→ **Supplied data**:
■ ■ ■ ■

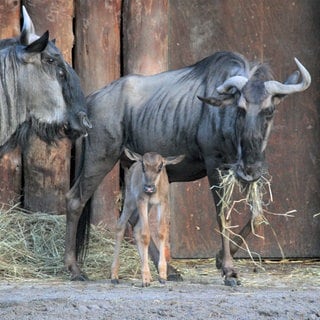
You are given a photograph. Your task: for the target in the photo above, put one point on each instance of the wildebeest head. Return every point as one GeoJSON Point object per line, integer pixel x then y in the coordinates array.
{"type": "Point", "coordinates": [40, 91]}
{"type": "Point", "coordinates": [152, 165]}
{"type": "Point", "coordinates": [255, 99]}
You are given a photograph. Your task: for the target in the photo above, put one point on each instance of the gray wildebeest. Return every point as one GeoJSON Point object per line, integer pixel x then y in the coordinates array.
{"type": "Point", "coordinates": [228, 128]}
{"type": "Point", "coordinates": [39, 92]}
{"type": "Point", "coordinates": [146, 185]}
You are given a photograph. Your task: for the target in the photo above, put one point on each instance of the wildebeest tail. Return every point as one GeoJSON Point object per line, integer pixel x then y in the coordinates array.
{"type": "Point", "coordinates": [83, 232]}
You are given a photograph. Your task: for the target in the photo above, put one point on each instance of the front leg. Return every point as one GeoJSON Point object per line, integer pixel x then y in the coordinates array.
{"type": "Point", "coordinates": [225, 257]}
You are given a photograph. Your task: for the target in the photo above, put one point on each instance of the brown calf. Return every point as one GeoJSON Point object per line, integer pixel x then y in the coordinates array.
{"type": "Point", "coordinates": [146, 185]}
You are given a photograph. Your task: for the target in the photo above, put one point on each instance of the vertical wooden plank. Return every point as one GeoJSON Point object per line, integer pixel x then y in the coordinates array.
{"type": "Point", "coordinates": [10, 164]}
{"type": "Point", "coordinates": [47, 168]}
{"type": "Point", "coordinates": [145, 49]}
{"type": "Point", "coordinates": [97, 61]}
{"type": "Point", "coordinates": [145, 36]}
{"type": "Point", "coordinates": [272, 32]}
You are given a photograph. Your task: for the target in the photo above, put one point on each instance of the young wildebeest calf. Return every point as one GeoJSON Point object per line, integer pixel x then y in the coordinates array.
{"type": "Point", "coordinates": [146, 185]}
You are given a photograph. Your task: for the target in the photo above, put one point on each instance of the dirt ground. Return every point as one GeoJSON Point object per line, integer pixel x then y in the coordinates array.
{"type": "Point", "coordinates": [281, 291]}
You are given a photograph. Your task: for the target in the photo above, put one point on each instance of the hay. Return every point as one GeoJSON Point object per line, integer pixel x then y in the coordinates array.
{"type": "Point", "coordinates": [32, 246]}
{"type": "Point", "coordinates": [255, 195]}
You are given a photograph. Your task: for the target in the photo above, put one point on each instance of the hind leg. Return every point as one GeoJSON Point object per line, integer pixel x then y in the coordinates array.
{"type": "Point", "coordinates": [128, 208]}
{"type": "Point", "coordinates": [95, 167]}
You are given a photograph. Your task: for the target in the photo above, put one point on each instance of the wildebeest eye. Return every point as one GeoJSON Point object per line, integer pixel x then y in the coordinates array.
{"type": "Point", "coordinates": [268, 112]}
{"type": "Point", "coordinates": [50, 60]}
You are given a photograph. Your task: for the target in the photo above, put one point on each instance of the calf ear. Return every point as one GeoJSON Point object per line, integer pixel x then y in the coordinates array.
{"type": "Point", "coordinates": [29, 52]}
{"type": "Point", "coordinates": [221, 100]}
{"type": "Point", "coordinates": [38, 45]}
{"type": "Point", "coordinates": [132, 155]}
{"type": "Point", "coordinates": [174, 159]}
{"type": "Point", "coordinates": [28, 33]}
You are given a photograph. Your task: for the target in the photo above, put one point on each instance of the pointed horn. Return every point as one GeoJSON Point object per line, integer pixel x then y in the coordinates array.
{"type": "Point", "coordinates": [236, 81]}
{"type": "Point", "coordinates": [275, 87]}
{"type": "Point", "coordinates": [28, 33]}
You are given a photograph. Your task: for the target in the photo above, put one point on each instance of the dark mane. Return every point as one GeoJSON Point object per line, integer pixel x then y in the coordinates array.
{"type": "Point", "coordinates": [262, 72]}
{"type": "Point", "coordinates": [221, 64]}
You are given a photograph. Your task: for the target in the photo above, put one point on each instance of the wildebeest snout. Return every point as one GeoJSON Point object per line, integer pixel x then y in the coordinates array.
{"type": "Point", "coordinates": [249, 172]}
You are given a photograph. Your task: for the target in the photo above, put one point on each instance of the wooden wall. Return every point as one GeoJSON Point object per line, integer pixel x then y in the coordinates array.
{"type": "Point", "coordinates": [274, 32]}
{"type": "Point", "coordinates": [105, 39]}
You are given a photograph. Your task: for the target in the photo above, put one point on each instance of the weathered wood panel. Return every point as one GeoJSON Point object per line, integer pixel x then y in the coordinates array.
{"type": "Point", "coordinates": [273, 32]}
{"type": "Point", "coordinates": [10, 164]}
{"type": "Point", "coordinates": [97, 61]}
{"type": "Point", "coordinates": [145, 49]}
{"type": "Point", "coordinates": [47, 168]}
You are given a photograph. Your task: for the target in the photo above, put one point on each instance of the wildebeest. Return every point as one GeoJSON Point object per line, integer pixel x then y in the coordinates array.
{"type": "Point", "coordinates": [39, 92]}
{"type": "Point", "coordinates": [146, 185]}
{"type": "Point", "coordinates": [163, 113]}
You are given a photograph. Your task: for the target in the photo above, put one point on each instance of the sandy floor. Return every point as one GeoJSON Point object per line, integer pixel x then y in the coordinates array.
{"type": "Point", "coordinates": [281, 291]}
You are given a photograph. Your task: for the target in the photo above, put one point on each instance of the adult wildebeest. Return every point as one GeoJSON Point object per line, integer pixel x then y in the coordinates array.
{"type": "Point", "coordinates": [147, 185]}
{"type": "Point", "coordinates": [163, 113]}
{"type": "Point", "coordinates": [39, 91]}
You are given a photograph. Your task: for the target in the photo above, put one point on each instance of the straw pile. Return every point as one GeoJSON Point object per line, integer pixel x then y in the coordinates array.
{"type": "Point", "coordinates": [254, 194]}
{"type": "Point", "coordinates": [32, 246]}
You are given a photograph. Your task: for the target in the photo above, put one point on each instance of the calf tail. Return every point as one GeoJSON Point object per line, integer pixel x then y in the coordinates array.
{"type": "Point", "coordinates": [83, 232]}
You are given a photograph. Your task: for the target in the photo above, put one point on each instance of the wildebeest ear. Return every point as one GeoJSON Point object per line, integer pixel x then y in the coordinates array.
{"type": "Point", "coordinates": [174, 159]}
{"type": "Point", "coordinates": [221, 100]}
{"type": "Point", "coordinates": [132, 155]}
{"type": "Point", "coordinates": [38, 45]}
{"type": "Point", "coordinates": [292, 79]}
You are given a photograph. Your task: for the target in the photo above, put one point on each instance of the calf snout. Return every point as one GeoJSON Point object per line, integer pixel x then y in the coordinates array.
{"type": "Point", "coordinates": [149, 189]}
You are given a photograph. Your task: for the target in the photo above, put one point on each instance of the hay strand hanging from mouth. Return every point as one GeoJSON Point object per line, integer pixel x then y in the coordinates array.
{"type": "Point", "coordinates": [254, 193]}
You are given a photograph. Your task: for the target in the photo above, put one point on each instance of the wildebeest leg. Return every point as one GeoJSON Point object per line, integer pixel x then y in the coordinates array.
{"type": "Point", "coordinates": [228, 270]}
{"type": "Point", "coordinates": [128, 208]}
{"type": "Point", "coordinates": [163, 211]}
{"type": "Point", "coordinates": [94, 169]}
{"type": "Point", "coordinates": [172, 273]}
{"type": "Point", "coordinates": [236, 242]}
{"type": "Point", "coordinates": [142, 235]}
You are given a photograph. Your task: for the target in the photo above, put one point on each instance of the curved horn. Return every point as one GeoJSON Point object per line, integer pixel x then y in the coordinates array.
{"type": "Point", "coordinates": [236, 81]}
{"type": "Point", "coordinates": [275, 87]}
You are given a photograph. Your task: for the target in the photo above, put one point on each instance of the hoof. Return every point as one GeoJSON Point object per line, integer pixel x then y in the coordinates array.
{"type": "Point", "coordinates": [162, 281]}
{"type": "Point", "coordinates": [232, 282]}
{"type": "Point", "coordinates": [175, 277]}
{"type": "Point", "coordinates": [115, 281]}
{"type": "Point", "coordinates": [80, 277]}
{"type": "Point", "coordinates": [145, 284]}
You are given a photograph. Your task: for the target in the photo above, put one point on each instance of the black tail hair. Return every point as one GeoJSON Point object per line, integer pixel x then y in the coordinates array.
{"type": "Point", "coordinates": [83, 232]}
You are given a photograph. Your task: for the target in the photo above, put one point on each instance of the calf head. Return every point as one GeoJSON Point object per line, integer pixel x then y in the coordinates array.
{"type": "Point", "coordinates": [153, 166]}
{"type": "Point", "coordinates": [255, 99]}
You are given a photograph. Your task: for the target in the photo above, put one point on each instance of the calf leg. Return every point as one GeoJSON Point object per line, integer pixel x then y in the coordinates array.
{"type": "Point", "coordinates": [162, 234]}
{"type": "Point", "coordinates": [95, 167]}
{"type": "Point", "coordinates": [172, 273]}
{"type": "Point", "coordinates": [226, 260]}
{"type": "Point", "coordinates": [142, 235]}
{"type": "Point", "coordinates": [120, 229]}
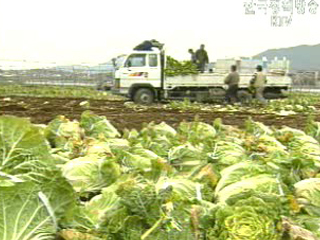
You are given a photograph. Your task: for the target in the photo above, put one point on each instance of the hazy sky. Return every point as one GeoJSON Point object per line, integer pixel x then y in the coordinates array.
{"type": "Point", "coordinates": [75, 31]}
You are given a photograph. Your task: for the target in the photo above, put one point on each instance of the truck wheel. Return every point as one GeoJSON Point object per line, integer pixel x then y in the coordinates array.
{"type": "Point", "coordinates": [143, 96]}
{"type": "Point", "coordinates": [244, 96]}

■ ■ ■ ■

→ **What the task requires**: Reproduce nothing but the lines that run from the line containing "of the black" through the last line of the records, inclusive. Omit the pictures.

→ **Answer to the exercise**:
You are given a photograph. Your task: for the target in the photo above, put one point on each instance of the black tail hair. Return every point as one GeoJSON Point object per line, integer pixel x then y in the coordinates array.
{"type": "Point", "coordinates": [83, 232]}
You are given a photograph. Your task: for the target in the photo above, put one point on each instance of the calf head. Return every point as one GeoJSON Point object per line, integer pixel x then y in the coordinates array.
{"type": "Point", "coordinates": [153, 166]}
{"type": "Point", "coordinates": [255, 99]}
You are given a photograph. Your task: for the target in the photo above, put one point on each instance of the calf leg. Return every point as one GeoJSON Point object per line, integer pixel x then y in the coordinates array.
{"type": "Point", "coordinates": [162, 234]}
{"type": "Point", "coordinates": [95, 167]}
{"type": "Point", "coordinates": [172, 273]}
{"type": "Point", "coordinates": [226, 260]}
{"type": "Point", "coordinates": [142, 235]}
{"type": "Point", "coordinates": [120, 229]}
You are given a photograph. Your task: for the target in the photo above, put one point on each instance of the hazy sky. Return every point as one GeoJSON Point object per line, integer pixel x then y in the coordinates array.
{"type": "Point", "coordinates": [75, 31]}
You are given a photograph. Your task: for the target in the photo above, put one point on each instance of the truck wheel. Return every point as one GeoJSON Point object per line, integer pixel x then y in the coordinates array.
{"type": "Point", "coordinates": [143, 96]}
{"type": "Point", "coordinates": [244, 96]}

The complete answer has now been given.